** BEGIN PAGE EXTRACT **

A prominent French anti-drugs campaigner, whose brother was murdered by drug criminals last week, five years after the killing of his elder brother, has pledged to resist intimidation and “keep telling the truth about drugs violence.”
Amine Kessaci, 22, voiced his resolve in an opinion piece in Le Monde, published a day after the funeral of his younger brother Mehdi. The government has characterized Mehdi’s murder as a turning point in France’s escalating war on drugs.
“Yesterday I lost my brother. Today I speak out,” he declared in his article.
“[The drug traffickers] strike at us to break, tame, and subdue. They want to eliminate any resistance, crush any free spirit, and extinguish any spark of revolt.”
Mehdi Kessaci, 20, was fatally shot last Wednesday while parking his car in central Marseille, an act believed to be a warning or punishment directed at his older brother, Amine, by the city’s drug gangs.

** END PAGE EXTRACT **
** BEGIN PROVIDED RECORDS **

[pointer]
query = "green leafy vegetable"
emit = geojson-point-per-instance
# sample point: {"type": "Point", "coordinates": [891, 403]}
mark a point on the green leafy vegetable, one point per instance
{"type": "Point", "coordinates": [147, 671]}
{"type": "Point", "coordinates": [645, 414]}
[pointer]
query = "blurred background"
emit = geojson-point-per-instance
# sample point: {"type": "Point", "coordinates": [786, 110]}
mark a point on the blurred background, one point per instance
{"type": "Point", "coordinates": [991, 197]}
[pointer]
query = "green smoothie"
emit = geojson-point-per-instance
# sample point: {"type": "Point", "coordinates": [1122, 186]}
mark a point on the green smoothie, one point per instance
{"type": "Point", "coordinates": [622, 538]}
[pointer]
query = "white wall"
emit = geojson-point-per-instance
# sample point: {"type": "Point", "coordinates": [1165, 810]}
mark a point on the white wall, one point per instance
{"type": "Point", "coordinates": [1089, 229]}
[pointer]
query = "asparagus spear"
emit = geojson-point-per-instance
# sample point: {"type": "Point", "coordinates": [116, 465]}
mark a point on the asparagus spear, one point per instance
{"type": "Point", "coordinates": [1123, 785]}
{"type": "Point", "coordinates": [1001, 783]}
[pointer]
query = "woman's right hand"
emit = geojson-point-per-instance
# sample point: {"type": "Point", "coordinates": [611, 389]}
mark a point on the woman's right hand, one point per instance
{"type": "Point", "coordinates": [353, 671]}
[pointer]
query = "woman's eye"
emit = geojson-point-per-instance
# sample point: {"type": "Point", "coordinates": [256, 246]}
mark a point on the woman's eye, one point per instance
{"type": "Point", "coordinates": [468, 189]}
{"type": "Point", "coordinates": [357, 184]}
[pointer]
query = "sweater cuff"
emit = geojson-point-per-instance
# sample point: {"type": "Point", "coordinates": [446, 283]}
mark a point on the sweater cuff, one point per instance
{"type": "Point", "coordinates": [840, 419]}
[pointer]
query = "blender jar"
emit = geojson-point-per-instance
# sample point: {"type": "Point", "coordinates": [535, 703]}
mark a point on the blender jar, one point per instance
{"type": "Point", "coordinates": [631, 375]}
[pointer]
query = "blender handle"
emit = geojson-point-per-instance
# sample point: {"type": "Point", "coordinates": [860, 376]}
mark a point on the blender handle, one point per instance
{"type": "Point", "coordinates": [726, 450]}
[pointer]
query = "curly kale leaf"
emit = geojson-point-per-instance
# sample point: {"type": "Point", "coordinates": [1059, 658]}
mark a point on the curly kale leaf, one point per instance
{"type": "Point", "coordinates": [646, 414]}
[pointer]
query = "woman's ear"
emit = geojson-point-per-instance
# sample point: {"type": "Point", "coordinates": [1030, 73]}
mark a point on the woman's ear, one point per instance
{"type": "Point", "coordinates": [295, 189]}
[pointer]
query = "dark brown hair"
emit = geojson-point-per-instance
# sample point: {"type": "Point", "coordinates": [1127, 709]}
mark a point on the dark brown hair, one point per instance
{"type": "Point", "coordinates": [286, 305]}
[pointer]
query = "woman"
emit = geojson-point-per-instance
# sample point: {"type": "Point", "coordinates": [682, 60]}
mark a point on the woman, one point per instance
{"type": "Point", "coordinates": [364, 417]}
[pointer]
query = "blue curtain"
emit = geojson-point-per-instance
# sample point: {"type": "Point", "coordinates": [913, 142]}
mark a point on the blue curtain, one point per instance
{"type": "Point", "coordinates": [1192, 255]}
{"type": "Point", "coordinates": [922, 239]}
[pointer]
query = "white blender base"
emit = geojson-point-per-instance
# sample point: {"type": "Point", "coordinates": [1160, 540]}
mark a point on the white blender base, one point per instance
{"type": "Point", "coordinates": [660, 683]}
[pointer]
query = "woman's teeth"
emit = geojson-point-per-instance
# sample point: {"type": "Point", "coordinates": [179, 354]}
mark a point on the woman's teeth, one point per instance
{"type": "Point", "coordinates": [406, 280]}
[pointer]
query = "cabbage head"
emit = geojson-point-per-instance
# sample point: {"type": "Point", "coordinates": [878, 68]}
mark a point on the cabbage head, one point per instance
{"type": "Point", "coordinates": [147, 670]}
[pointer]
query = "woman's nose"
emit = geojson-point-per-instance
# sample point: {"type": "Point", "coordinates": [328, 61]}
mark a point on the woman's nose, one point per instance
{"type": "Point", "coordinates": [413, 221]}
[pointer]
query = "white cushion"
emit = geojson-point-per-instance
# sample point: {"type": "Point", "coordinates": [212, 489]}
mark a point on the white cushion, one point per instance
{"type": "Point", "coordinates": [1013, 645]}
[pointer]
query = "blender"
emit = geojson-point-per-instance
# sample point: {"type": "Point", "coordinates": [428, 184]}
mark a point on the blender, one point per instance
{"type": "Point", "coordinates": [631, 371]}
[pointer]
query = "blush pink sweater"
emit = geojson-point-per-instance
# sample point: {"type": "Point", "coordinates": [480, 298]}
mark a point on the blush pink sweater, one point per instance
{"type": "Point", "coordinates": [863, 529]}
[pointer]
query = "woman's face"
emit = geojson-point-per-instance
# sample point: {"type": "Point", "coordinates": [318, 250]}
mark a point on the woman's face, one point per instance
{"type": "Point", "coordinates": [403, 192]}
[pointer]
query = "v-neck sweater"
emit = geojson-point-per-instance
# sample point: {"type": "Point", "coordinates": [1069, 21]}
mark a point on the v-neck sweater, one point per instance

** END PROVIDED RECORDS **

• **TASKS**:
(1) In the article about the French anti-drugs campaigner, in which city was Mehdi Kessaci shot?
(2) Pick out every line of the entries that contains the string “curly”, treating uppercase and lowercase as distinct.
The article and the entries are independent of each other.

• **EXPECTED OUTPUTS**:
(1) In central Marseille.

(2)
query = "curly kale leaf"
mark a point on the curly kale leaf, one point per instance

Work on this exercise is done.